START RAW RECORDS

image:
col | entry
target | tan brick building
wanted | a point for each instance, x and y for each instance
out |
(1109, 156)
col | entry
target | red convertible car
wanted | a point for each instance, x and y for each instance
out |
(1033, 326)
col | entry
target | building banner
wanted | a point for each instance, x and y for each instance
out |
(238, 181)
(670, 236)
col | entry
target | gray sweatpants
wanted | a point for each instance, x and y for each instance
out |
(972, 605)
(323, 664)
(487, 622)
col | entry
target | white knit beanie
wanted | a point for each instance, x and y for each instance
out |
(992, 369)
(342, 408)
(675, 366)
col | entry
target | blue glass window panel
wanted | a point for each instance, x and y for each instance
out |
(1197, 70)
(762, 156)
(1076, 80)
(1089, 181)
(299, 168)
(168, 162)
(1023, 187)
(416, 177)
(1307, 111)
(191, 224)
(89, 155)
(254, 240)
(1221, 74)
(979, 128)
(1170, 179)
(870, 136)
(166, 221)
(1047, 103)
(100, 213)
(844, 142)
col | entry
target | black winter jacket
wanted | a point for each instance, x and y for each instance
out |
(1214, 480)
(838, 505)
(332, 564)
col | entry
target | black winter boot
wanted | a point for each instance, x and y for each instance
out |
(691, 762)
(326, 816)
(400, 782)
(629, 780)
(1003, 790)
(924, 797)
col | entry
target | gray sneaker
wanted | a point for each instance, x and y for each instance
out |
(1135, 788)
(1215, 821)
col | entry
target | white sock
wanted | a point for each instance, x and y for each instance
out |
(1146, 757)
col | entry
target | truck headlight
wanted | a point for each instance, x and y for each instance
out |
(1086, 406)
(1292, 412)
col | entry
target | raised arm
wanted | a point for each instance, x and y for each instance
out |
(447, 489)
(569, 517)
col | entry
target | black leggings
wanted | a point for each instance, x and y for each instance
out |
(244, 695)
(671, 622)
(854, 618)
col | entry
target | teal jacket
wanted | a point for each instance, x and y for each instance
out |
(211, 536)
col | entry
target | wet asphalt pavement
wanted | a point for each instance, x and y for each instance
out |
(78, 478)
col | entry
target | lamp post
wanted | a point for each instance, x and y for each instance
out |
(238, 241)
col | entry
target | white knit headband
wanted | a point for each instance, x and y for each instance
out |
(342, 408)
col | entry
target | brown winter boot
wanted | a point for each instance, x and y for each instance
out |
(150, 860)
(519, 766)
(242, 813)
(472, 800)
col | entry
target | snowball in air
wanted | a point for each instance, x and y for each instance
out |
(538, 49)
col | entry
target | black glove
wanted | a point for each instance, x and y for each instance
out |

END RAW RECORDS

TASK TO COMPLETE - Above are the records; retype every one exactly.

COMPLETE RESPONSE -
image:
col | entry
target | tan brick building
wanted | a point for each instance, x and y for each instance
out |
(1109, 156)
col | entry
target | red convertible car
wanted | a point for each instance, x and y for each instance
out |
(1033, 326)
col | entry
target | building banner
wanted | a point for each instance, x and y for each instance
out |
(238, 181)
(670, 236)
col | entry
target | gray sweatpants
wanted | a point for each instance, x and y for each instance
out |
(972, 605)
(323, 664)
(487, 622)
col | entry
target | white knit beanie
wanted | a point for each instance, x and y for each instance
out |
(992, 369)
(342, 408)
(675, 366)
col | entry
target | blue glass window panel
wanted | a point for each instance, x and y for each instance
out |
(1197, 70)
(762, 156)
(1076, 80)
(1089, 181)
(299, 168)
(168, 162)
(1023, 187)
(416, 177)
(1307, 111)
(191, 224)
(89, 155)
(254, 240)
(1221, 74)
(979, 128)
(1170, 179)
(870, 136)
(166, 221)
(1047, 103)
(100, 213)
(844, 142)
col | entry
target | black winter jacket
wanted | a point for each instance, x and y for each instance
out |
(1214, 480)
(838, 505)
(332, 564)
col | entry
target | black winter boot
wanted | a point for each instance, x and y for each instance
out |
(691, 762)
(326, 816)
(400, 782)
(629, 780)
(1003, 790)
(924, 797)
col | entry
target | gray sneaker
wanted | a point for each instance, x and y for each instance
out |
(1135, 788)
(1215, 821)
col | entry
target | white sock
wanted | a point for each instance, x and y for each instance
out |
(1146, 757)
col | entry
target | truck headlight
wanted | a point for each instance, x and y for each instance
out |
(1086, 406)
(1292, 412)
col | entry
target | raised arm
wanted | a point for each instance, x and y for each instance
out |
(447, 489)
(569, 517)
col | entry
target | black leggings
wanted | a point for each instance, x and y for each instance
out |
(244, 695)
(671, 622)
(854, 618)
col | entry
target | teal jacket
wanted | a point for each instance, x and y for each instance
out |
(211, 536)
col | entry
target | wet asphalt pavement
wanted | a point for each instance, x and y for each instance
out |
(78, 478)
col | entry
target | lamp post
wanted | a point for each instance, x and y for each instance
out |
(238, 241)
col | entry
target | white knit headband
wanted | a point for each instance, x and y for each instance
out |
(342, 408)
col | entry
target | brown winter boot
wanted | a point for each instance, x and y for each instance
out |
(150, 860)
(519, 766)
(242, 813)
(472, 800)
col | entry
target | snowball in air
wanted | a point for each instance, x and y for each instance
out |
(538, 49)
col | entry
target | black glove
wanted | a point for each instance, x and y for each instance
out |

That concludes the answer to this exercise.